— start Data provided —

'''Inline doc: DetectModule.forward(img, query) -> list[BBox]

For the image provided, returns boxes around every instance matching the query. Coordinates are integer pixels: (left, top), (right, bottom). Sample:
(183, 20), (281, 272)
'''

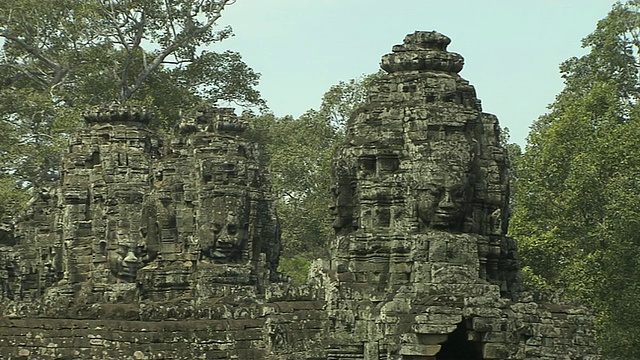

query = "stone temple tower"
(327, 32), (591, 360)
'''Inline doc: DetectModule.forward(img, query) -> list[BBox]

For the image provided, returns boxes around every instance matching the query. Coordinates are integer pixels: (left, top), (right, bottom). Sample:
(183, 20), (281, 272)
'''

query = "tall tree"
(510, 0), (640, 359)
(0, 0), (264, 217)
(246, 74), (376, 283)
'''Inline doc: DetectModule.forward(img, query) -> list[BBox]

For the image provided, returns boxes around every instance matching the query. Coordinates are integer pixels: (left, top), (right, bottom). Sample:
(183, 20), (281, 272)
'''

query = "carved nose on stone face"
(122, 251), (138, 264)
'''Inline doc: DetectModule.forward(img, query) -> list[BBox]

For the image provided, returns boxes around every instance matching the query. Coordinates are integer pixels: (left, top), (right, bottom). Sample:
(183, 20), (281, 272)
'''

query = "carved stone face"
(203, 196), (249, 263)
(107, 239), (144, 279)
(417, 174), (469, 231)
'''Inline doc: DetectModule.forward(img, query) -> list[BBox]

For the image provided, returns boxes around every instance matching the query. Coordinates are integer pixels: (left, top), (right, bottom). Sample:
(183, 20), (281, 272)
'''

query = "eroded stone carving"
(0, 32), (599, 360)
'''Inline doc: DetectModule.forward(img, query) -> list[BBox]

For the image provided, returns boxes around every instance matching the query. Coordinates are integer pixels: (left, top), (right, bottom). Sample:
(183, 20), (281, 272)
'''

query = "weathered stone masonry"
(0, 32), (599, 360)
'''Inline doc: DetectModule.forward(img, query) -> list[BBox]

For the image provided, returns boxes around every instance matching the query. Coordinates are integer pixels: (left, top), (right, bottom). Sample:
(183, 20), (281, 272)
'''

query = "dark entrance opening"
(436, 321), (482, 360)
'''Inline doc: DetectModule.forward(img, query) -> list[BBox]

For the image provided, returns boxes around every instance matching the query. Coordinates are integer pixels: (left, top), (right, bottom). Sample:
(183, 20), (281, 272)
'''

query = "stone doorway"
(435, 321), (483, 360)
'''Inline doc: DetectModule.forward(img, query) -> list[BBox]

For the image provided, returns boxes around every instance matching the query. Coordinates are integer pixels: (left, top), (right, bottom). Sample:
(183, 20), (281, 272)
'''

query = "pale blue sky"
(216, 0), (614, 145)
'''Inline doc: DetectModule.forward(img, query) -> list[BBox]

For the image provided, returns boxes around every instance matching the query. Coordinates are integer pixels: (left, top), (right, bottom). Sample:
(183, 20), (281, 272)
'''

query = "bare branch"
(122, 0), (230, 101)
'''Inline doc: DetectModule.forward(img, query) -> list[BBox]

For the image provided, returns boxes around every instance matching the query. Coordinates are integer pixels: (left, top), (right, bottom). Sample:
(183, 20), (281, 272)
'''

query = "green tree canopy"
(246, 75), (376, 283)
(0, 0), (264, 222)
(510, 0), (640, 359)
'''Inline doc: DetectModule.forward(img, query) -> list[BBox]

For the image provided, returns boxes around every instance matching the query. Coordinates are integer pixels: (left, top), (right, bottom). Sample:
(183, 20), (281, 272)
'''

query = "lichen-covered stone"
(0, 32), (599, 360)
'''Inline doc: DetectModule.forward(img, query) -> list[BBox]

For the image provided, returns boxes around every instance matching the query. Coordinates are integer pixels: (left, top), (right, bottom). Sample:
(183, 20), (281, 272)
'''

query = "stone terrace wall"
(0, 32), (599, 360)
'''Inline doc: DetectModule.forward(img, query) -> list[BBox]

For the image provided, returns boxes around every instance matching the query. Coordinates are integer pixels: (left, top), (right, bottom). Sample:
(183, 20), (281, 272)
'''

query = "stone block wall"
(0, 32), (599, 360)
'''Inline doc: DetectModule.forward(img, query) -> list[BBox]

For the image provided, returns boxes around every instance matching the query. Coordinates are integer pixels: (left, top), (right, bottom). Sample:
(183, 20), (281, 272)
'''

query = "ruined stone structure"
(0, 32), (599, 360)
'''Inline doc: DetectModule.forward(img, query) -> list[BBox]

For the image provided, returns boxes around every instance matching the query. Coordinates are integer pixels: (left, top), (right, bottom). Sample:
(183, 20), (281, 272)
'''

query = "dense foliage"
(245, 75), (376, 283)
(0, 0), (264, 220)
(510, 0), (640, 359)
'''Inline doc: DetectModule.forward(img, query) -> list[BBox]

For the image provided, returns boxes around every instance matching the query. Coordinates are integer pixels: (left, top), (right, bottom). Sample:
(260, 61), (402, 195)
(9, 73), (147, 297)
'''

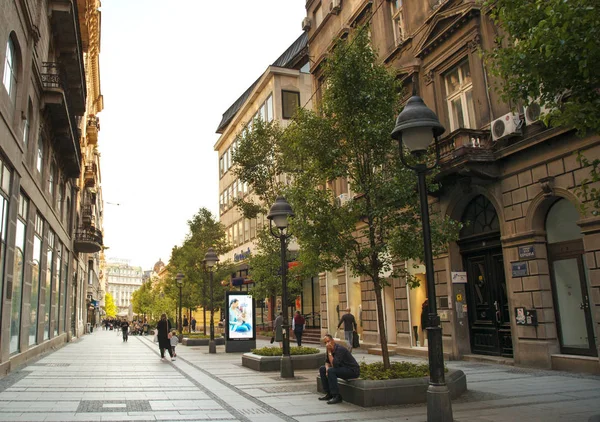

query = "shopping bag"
(352, 331), (360, 348)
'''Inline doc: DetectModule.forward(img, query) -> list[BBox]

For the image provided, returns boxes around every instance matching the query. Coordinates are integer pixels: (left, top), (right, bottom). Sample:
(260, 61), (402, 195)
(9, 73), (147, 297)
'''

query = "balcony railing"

— end Data provided —

Work to do
Convert every line of the rows above into a Markdown table with the columns Number and Line, skipping blank lines. Leave the pictures out of your answer.

Written solution
| Number | Line |
|---|---|
| 1 | '''Inline doc: DetectModule.forward(img, query) -> list[BBox] |
| 2 | For the image provided, returns boxes around every instance matching the query. Coordinates are integer pixels: (left, top), (right, bottom). Sample: |
| 3 | (183, 20), (281, 272) |
| 4 | ''' |
| 5 | query = "stone temple tower" |
| 6 | (327, 32), (591, 360) |
| 7 | '''Inline doc: DetectModule.forward(img, query) -> list[BBox] |
| 8 | For the image provided, returns boxes around every instance matching the query. Coordinates are integer pixels: (left, top), (right, bottom). Sample: |
| 9 | (183, 20), (281, 272) |
| 10 | ''' |
| 11 | query = "tall tree" |
| 12 | (510, 0), (640, 359) |
| 13 | (0, 0), (264, 217) |
| 14 | (246, 74), (376, 283) |
| 15 | '''Inline doc: DetectModule.forward(img, query) -> list[BBox] |
| 16 | For the image provided, returns boxes around every instance matching the query. Coordinates are integer pixels: (left, top), (right, bottom). Sample: |
| 17 | (183, 20), (281, 272) |
| 18 | ''' |
| 19 | query = "carved nose on stone face" |
| 20 | (122, 251), (138, 264) |
| 21 | '''Inline doc: DetectModule.forward(img, query) -> list[BBox] |
| 22 | For the image provided, returns boxes around every instance matching the query. Coordinates are integer pixels: (left, top), (right, bottom). Sample: |
| 23 | (183, 20), (281, 272) |
| 24 | ''' |
| 25 | query = "carved stone face" |
| 26 | (203, 196), (249, 263) |
| 27 | (107, 239), (144, 279) |
| 28 | (417, 174), (469, 231) |
| 29 | '''Inline doc: DetectModule.forward(img, query) -> list[BBox] |
| 30 | For the image provided, returns boxes around every instance matching the query. Coordinates are integer pixels: (left, top), (right, bottom). Sample: |
| 31 | (183, 20), (281, 272) |
| 32 | ''' |
| 33 | query = "eroded stone carving" |
| 34 | (0, 32), (599, 360) |
| 35 | '''Inline doc: DetectModule.forward(img, query) -> list[BBox] |
| 36 | For the image provided, returns boxes around every instance matching the query. Coordinates are integer pixels: (left, top), (right, bottom). Sample: |
| 37 | (183, 20), (281, 272) |
| 38 | ''' |
| 39 | query = "weathered stone masonry" |
| 40 | (0, 32), (599, 360) |
| 41 | '''Inline doc: DetectModule.forward(img, query) -> list[BBox] |
| 42 | For the image provided, returns boxes around every instance matching the query. Coordinates are integer pixels: (left, top), (right, bottom). Sample: |
| 43 | (183, 20), (281, 272) |
| 44 | ''' |
| 45 | query = "dark entrance opening" |
| 46 | (436, 321), (482, 360) |
| 47 | '''Inline doc: DetectModule.forward(img, query) -> list[BBox] |
| 48 | For the image provided, returns boxes around every instance matching the query. Coordinates are integer pixels: (left, top), (right, bottom). Sample: |
| 49 | (183, 20), (281, 272) |
| 50 | ''' |
| 51 | query = "stone doorway" |
| 52 | (435, 321), (483, 360) |
| 53 | '''Inline doc: DetectModule.forward(img, query) -> list[BBox] |
| 54 | For the image provided, returns boxes around every instance matching the query. Coordinates are integer pixels: (left, top), (right, bottom). Sample: |
| 55 | (183, 20), (281, 272) |
| 56 | ''' |
| 57 | query = "pale blue sky" |
| 58 | (216, 0), (614, 145) |
| 59 | '''Inline doc: DetectModule.forward(img, query) -> list[BBox] |
| 60 | For the image provided, returns boxes around every instance matching the query. Coordinates are integer pixels: (left, top), (right, bottom). Sample: |
| 61 | (183, 20), (281, 272) |
| 62 | ''' |
| 63 | query = "bare branch" |
| 64 | (122, 0), (230, 101) |
| 65 | '''Inline doc: DetectModule.forward(img, query) -> list[BBox] |
| 66 | For the image provided, returns boxes around every instance matching the query. Coordinates are integer pixels: (left, top), (right, bottom). Sample: |
| 67 | (183, 20), (281, 272) |
| 68 | ''' |
| 69 | query = "green tree canopy" |
| 70 | (246, 75), (376, 283) |
| 71 | (0, 0), (264, 222) |
| 72 | (510, 0), (640, 359) |
| 73 | '''Inline doc: DetectModule.forward(img, query) -> list[BBox] |
| 74 | For the image provided, returns boxes around every instance matching the query. Coordinates are integer pixels: (left, top), (right, bottom). Sample: |
| 75 | (183, 20), (281, 272) |
| 76 | ''' |
| 77 | query = "lichen-covered stone" |
| 78 | (0, 32), (599, 360) |
| 79 | '''Inline doc: DetectModule.forward(img, query) -> list[BBox] |
| 80 | For the image provided, returns boxes around every instance matching the query. Coordinates are integer pixels: (left, top), (right, bottom). Sample: |
| 81 | (183, 20), (281, 272) |
| 82 | ''' |
| 83 | query = "stone terrace wall" |
| 84 | (0, 32), (599, 360) |
| 85 | '''Inline doc: DetectModule.forward(img, query) -> list[BBox] |
| 86 | For the image provided, returns boxes around every instance matching the query. Coordinates are integer pixels: (left, top), (right, bottom). Sample: |
| 87 | (183, 20), (281, 272) |
| 88 | ''' |
| 89 | query = "stone block wall" |
| 90 | (0, 32), (599, 360) |
| 91 | '''Inline doc: DetectModule.forward(img, query) -> list[BBox] |
| 92 | For the image provided, returns boxes around every instance matching the query. Coordinates are integer pixels: (left, top), (right, bottom). Sample: |
| 93 | (183, 20), (281, 272) |
| 94 | ''' |
| 95 | query = "ruined stone structure" |
| 96 | (0, 32), (599, 360) |
| 97 | '''Inline doc: DetectModule.forward(img, query) -> list[BBox] |
| 98 | For the image provided, returns boxes around every instance matching the query. Coordinates are integer pixels: (left, top), (right, bottom). Sample: |
| 99 | (183, 20), (281, 272) |
| 100 | ''' |
| 101 | query = "dense foliage" |
| 102 | (245, 75), (376, 283) |
| 103 | (0, 0), (264, 220) |
| 104 | (510, 0), (640, 359) |
| 105 | '''Inline doc: DetectModule.forward(img, query) -> list[BBox] |
| 106 | For the image provided, returns boxes around every instance matching the query. Coordinates are integer pixels: (left, top), (right, bottom). Sample: |
| 107 | (260, 61), (402, 195) |
| 108 | (9, 73), (147, 297) |
| 109 | ''' |
| 110 | query = "shopping bag" |
| 111 | (352, 331), (360, 348) |
| 112 | '''Inline doc: DetectModule.forward(img, query) -> list[BBox] |
| 113 | For the image provided, returns boxes around every instance matching the query. Coordinates are integer pixels: (left, top), (right, bottom). Sample: |
| 114 | (260, 61), (402, 195) |
| 115 | (9, 73), (147, 297) |
| 116 | ''' |
| 117 | query = "balcony railing" |